From the line containing "the trailer body." to the end of the entries, return every line exactly, both ends included, and add nothing.

-- -- --

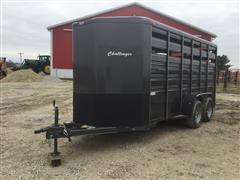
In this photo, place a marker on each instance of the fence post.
(236, 77)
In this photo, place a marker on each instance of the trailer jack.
(67, 130)
(54, 132)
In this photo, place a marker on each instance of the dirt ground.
(169, 151)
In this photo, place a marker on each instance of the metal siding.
(62, 40)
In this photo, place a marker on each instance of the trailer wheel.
(207, 110)
(195, 118)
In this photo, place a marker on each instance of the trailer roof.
(128, 5)
(146, 20)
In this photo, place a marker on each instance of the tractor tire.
(195, 118)
(207, 112)
(46, 69)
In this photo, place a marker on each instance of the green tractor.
(37, 65)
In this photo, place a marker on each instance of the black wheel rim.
(198, 114)
(209, 110)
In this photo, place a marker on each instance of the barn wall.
(62, 39)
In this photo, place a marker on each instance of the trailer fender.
(187, 106)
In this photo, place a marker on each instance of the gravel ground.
(169, 151)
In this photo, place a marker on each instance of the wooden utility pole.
(20, 56)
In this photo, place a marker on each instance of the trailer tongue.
(131, 73)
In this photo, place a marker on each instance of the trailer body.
(131, 73)
(134, 72)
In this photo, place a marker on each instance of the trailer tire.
(195, 118)
(207, 110)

-- -- --

■ YOUR RESPONSE ■
In this photo, place a marker on each instance of the trailer body.
(131, 73)
(134, 72)
In this photo, place a marker on each instance of the trailer tire.
(195, 118)
(207, 110)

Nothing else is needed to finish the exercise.